Stated goal: Print the following listing in full, line for line, leaving out every picture.

Available records:
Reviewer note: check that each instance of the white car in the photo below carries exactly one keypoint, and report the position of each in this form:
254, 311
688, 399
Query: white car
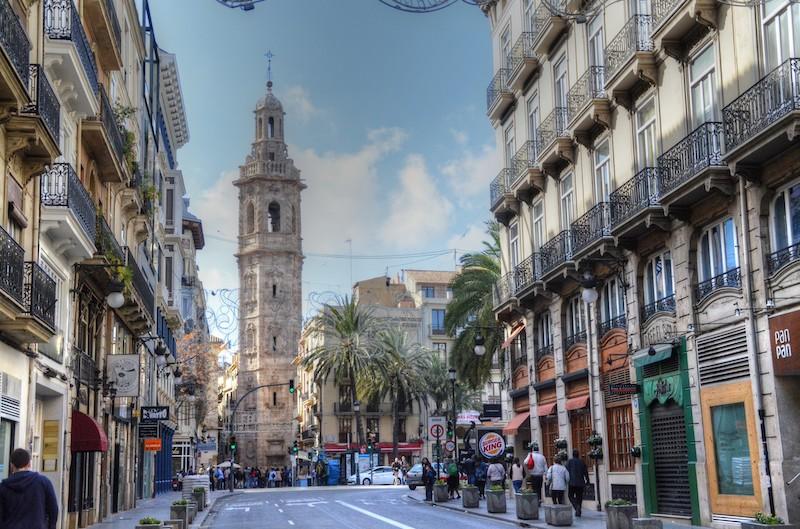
377, 476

The output:
Reviewer note: check that each instance of the white car in the photo below carries exactly one keypoint, and report the position of each in this form:
254, 311
688, 399
Query: white car
377, 476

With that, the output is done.